__WORK REQUEST__.
Copy all lines below containing "thumb".

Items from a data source

▼

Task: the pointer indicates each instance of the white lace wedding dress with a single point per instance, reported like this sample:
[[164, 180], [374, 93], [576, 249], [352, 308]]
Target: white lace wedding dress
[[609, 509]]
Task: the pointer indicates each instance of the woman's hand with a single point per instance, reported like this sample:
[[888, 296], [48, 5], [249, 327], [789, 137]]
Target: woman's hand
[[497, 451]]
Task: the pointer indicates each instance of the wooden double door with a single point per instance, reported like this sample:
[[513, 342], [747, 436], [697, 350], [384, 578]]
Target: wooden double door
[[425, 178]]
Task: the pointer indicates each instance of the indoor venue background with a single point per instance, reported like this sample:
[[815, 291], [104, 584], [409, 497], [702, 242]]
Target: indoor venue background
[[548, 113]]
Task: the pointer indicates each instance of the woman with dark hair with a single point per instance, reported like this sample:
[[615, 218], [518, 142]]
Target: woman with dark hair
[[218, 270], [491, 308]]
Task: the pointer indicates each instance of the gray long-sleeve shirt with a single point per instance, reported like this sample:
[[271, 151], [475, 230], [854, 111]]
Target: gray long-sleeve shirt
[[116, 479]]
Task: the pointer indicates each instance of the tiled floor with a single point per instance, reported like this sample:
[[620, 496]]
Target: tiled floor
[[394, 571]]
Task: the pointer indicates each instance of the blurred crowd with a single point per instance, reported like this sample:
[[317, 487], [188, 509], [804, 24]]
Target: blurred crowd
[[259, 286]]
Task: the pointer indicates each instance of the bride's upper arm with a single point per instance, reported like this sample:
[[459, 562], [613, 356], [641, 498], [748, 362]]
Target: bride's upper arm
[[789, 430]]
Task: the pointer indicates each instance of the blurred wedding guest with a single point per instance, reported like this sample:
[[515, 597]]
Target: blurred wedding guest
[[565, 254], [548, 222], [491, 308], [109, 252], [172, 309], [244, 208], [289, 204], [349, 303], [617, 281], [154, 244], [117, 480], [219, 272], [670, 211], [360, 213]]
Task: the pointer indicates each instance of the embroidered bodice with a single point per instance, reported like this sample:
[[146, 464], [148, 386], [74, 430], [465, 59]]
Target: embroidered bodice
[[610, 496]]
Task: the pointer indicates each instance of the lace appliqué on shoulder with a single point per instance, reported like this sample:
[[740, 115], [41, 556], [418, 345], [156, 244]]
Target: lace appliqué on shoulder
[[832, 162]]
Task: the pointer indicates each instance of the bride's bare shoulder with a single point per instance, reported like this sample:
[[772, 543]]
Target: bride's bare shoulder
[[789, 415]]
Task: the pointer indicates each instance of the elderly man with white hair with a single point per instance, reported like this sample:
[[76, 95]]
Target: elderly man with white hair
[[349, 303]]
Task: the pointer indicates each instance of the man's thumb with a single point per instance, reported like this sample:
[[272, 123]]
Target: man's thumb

▲

__SOLUTION FOR THIS EXERCISE__.
Task: the pointer indicates each instance of the man's thumb with a single point per instance, reported like this sample:
Target: man's thumb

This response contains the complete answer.